Your goal:
Every line of the entries that holds the word "roll" is to be copied.

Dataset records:
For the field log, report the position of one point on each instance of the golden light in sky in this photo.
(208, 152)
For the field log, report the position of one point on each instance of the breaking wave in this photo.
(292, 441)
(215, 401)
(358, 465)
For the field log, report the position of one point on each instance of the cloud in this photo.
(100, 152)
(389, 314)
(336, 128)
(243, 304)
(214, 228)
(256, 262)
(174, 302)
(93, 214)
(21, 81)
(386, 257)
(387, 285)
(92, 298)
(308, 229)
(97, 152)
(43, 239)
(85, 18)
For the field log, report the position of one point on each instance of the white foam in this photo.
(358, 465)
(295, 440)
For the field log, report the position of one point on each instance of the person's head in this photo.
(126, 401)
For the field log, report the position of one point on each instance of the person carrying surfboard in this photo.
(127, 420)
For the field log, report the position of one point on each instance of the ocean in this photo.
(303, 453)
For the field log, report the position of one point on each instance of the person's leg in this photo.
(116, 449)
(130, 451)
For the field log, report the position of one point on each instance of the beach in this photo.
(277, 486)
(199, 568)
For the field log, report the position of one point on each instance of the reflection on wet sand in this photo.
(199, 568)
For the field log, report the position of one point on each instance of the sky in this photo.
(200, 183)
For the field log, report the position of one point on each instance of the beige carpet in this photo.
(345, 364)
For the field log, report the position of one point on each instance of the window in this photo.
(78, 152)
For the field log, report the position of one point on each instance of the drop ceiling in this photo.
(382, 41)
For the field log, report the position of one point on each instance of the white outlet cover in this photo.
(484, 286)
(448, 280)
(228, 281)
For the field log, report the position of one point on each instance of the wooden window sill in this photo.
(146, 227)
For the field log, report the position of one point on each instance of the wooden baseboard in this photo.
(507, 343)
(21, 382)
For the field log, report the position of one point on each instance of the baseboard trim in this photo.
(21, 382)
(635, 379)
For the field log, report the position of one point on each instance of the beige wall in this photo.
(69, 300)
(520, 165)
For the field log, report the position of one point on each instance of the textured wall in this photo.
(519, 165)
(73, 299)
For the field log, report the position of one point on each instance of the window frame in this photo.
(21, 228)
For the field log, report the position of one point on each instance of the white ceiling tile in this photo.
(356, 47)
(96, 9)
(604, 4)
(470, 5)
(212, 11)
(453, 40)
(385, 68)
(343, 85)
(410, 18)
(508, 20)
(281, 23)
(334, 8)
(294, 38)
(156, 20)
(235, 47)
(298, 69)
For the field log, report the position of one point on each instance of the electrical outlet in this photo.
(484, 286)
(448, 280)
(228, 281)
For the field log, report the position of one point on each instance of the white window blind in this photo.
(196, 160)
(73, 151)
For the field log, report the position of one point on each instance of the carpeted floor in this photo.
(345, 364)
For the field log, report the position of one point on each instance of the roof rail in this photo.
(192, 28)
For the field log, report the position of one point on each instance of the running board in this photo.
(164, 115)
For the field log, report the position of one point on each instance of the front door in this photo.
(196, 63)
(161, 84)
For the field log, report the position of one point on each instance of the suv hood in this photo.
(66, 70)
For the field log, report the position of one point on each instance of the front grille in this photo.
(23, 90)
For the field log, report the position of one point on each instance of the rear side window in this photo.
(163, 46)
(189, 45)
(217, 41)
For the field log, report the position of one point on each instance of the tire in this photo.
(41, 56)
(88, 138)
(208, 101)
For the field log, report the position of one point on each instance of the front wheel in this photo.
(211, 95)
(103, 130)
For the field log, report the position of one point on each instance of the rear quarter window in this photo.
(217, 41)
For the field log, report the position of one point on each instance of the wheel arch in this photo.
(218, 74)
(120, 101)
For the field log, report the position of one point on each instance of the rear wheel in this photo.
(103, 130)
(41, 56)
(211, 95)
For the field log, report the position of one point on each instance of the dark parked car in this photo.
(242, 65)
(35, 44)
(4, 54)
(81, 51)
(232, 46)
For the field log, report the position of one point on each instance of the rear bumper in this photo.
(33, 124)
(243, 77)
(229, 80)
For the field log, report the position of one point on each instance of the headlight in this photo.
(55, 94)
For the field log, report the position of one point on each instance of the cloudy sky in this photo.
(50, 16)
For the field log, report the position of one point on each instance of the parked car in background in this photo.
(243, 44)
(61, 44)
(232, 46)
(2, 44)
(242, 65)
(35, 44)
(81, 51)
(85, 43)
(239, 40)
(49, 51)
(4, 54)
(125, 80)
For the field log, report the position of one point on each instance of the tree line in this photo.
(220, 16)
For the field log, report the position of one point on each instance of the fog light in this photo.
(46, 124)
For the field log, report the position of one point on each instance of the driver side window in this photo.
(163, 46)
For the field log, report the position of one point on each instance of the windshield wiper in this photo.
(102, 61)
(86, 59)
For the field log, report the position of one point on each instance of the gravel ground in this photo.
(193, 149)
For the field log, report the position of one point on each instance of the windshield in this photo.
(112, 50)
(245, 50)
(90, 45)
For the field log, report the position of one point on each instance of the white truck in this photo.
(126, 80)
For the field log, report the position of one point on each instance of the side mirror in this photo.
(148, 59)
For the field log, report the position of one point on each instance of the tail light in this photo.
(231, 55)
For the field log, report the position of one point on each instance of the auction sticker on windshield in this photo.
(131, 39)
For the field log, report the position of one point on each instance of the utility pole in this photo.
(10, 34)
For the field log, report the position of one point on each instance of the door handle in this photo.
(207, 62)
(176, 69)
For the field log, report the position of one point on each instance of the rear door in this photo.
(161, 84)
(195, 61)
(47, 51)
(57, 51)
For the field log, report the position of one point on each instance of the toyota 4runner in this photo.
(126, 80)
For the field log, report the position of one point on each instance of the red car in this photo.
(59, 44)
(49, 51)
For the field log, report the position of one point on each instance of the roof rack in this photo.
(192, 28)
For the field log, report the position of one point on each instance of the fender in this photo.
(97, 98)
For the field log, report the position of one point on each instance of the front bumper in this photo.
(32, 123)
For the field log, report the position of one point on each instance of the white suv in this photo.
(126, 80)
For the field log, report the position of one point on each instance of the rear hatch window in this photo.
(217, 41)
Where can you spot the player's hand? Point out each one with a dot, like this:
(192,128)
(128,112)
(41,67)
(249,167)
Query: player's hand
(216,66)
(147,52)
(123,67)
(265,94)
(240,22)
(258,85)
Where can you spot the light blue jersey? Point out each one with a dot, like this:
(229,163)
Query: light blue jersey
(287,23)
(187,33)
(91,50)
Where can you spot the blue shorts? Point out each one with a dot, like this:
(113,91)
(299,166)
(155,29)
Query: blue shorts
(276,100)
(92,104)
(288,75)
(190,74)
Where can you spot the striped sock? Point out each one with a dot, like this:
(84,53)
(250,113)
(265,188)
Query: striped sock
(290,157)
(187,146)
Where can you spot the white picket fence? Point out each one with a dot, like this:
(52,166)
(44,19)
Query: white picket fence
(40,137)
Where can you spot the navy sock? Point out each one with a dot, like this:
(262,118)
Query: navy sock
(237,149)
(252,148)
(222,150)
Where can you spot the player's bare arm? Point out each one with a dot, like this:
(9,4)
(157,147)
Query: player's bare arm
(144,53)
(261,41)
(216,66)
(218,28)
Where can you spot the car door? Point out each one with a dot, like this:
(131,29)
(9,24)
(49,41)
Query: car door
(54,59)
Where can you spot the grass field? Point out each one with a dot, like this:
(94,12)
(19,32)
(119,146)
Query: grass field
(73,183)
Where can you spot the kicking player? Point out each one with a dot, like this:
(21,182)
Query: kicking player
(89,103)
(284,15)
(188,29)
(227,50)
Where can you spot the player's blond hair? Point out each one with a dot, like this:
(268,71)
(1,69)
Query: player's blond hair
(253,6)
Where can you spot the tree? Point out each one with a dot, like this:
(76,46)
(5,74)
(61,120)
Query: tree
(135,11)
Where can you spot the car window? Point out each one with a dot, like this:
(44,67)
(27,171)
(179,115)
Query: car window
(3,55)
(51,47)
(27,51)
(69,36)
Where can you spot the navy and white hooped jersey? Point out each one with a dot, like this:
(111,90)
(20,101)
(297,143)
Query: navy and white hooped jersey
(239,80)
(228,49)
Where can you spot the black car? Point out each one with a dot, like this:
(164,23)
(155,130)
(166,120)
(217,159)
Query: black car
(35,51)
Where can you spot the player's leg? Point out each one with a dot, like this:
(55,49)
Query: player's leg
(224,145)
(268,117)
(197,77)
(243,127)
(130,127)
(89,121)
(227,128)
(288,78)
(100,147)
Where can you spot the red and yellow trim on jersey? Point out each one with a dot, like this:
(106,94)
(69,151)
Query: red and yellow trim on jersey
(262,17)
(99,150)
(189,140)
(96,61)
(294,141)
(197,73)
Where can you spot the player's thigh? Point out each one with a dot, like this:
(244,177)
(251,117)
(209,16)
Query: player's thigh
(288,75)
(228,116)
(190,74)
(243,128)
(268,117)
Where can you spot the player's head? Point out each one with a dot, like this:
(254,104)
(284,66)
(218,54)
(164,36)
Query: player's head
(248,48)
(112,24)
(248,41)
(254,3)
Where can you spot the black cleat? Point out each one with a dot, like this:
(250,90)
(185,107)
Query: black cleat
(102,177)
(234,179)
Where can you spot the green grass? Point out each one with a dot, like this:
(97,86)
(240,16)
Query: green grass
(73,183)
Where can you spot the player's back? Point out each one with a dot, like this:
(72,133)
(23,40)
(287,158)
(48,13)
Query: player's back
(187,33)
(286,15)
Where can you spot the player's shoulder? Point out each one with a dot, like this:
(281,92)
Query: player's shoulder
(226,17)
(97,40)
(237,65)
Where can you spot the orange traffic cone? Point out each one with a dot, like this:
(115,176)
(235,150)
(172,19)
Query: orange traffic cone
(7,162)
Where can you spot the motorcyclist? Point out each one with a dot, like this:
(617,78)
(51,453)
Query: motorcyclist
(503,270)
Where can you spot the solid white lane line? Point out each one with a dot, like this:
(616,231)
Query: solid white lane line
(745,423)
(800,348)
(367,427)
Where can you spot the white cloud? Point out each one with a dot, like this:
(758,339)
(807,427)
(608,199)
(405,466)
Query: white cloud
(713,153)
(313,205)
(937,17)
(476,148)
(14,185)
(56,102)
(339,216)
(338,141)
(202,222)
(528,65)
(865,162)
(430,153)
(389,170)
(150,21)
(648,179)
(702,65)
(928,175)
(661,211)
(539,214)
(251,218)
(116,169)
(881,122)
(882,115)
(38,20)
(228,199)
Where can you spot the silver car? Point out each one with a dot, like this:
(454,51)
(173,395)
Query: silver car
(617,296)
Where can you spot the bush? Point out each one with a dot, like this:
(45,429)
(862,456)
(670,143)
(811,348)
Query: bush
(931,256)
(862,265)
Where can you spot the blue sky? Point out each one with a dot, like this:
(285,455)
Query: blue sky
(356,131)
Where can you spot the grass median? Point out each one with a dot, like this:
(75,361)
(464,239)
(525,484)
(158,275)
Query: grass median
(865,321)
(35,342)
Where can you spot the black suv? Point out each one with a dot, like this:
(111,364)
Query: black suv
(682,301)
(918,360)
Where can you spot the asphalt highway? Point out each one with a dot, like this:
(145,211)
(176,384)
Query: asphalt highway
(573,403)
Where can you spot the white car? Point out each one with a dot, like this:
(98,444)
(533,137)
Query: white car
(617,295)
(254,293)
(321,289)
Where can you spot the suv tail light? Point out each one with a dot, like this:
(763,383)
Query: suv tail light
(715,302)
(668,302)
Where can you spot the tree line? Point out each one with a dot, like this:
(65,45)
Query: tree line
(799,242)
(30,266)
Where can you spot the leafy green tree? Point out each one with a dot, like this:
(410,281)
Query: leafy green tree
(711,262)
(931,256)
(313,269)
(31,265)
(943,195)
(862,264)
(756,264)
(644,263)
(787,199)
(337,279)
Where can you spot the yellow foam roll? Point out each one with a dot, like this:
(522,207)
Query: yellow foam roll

Your solution:
Where can you spot the yellow foam roll? Point out each one with a dot, like this:
Query: yellow foam roll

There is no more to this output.